Problem description >>
Set down each entry again exactly as written.
━━━━━ Data ━━━━━
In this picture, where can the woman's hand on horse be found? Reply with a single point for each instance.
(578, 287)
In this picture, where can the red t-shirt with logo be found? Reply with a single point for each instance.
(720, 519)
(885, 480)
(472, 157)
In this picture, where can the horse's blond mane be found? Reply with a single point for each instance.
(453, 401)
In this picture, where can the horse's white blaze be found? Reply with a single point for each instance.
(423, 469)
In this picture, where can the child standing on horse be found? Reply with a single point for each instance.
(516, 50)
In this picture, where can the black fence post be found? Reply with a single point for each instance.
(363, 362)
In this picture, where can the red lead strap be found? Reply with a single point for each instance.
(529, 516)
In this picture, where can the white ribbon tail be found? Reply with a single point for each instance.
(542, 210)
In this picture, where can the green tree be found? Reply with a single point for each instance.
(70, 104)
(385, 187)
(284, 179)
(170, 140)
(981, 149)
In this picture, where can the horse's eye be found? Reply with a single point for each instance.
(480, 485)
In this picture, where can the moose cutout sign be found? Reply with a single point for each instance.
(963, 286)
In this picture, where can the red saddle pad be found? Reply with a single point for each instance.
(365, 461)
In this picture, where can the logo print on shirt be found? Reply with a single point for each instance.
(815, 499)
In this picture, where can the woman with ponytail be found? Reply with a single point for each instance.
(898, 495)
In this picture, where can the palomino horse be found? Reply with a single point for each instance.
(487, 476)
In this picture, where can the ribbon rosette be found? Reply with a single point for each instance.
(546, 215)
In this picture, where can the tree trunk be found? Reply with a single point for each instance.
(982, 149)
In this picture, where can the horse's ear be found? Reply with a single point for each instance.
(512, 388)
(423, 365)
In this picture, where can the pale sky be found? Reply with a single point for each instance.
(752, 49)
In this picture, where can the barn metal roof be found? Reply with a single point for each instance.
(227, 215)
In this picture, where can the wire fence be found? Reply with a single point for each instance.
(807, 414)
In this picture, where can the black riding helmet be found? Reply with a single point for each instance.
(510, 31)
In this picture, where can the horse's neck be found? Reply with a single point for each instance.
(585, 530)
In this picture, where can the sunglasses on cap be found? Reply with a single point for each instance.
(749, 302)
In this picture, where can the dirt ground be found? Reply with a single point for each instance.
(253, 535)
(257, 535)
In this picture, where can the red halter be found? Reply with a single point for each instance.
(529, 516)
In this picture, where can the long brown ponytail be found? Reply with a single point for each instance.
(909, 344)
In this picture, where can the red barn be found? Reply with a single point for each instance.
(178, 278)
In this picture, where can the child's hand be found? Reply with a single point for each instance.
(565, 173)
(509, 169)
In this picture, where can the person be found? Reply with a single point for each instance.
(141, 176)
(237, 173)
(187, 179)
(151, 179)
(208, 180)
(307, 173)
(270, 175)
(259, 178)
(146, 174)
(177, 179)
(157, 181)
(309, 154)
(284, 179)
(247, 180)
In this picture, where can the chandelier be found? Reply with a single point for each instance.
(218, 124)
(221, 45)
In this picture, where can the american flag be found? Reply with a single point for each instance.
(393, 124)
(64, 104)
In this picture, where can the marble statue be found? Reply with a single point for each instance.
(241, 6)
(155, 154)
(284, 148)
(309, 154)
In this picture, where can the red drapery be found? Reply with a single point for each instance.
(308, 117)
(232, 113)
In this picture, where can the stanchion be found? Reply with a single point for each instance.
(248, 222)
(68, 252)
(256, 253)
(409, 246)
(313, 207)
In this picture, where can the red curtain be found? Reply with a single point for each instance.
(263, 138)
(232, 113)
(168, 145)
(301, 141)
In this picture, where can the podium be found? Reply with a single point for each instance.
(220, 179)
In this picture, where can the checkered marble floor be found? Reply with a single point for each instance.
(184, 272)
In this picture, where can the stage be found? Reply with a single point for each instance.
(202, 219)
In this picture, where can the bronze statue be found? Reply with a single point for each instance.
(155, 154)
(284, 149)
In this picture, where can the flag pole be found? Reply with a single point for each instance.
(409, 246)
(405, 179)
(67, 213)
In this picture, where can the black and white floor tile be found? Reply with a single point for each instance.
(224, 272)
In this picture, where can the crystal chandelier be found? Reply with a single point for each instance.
━━━━━
Response area >>
In this picture, where can the woman's hand on horse be found? Reply with a single point for each instance.
(578, 287)
In this picture, where can the red t-shirt with logo be found? Reply with a single point for each instance.
(720, 519)
(885, 480)
(472, 157)
In this picture, where can the horse's blond mane be found? Reply with a single point for each instance.
(453, 401)
In this picture, where can the horse's white blaze be found? Reply with a single point for each instance.
(423, 469)
In this picture, where can the child standing on horse be found? Reply with a single point for each instance.
(516, 50)
In this picture, where can the black fence post be found? Reply with a single point for each instance.
(363, 362)
In this picture, where can the red lead strap be found? Reply with a single point for each instance.
(529, 516)
In this picture, where can the white ribbon tail be found? Reply with a single point for each instance.
(542, 210)
In this picture, where can the green tree be found? Reply with a single point for each instance.
(70, 104)
(385, 187)
(284, 179)
(170, 140)
(981, 149)
In this picture, where can the horse's eye be found? Reply with a single point for each instance.
(480, 485)
In this picture, where can the moose cutout sign be found? Reply with a single point for each instance.
(963, 286)
In this picture, where can the red saddle pad be found? Reply with a single point for each instance.
(365, 461)
In this picture, where can the logo print on shirt be found? Reply with a single point for each instance.
(815, 499)
In this picture, where can the woman with ponytail be found? Reply with a single point for each instance.
(898, 495)
In this picture, where can the palomino horse be found? Reply with a single point for each instance.
(487, 476)
In this picture, where can the ribbon rosette be found? Reply with a single point for each instance.
(546, 215)
In this picture, where can the tree trunk be found? Reply with a single point for each instance.
(982, 149)
In this picture, where can the horse's ear be found? Reply with a single point for each instance.
(512, 388)
(423, 365)
In this picture, where can the pale sky be found? Reply with a single point for each instance.
(752, 49)
In this picture, where can the barn metal roof be found? Reply with a single point for each instance.
(227, 215)
In this picture, where can the wire fence be found? Reply with a single point for each instance.
(807, 414)
In this picture, where can the black riding helmet be found? Reply with a single point for each instance.
(510, 31)
In this picture, where can the horse's neck be found? Reply with a single point for each instance.
(585, 530)
In this picture, where can the sunglasses on cap be found? Reply with a single point for each instance.
(749, 302)
In this picture, where can the dirt ground be found? Reply with a single point for each instance.
(253, 535)
(257, 535)
In this picture, where can the red halter be found? Reply with a single point for each instance.
(529, 516)
In this picture, where can the long brown ponytail be found? Reply with a single point for each instance.
(909, 344)
In this picture, where can the red barn be found? Reply with a single point for each instance.
(178, 278)
In this picture, where can the child's hand be found? Reply with a single point for each instance.
(565, 173)
(509, 169)
In this picture, where can the person be found? Reply with a single point for each instance.
(141, 176)
(237, 173)
(187, 179)
(151, 179)
(208, 180)
(307, 173)
(270, 175)
(259, 178)
(146, 174)
(177, 179)
(157, 181)
(309, 154)
(284, 179)
(247, 180)
In this picture, where can the chandelier be found? Reply with a single point for each instance.
(218, 124)
(221, 45)
In this picture, where can the american flag be found? Reply with a single point for each instance.
(393, 124)
(64, 104)
In this picture, where can the marble statue be found? Reply with a single point for each instance.
(241, 6)
(155, 154)
(284, 148)
(309, 154)
In this picture, where can the red drapery be found? Reply with a single point for each instance.
(308, 117)
(232, 113)
In this picture, where can the stanchion be found? Reply with a single point for each instance.
(248, 222)
(68, 252)
(256, 253)
(409, 246)
(313, 207)
In this picture, where can the red curtain be found? Reply with a single point for each instance.
(263, 138)
(232, 113)
(168, 145)
(301, 141)
In this picture, where can the podium be found? Reply with a single point for each instance.
(220, 179)
In this picture, where can the checkered marble floor be found? Reply with a single point for each instance.
(184, 272)
In this picture, where can the stage be found? Reply with a single point for each instance.
(202, 219)
In this picture, where can the bronze statue be found? Reply with a single point for each instance.
(155, 154)
(284, 149)
In this picture, where can the flag pole be found? Reply with a single point for each instance.
(409, 246)
(405, 179)
(67, 213)
In this picture, where can the black and white floor tile be found? Reply with a single point for each instance.
(224, 272)
In this picture, where can the crystal chandelier be found? Reply with a single point for each instance.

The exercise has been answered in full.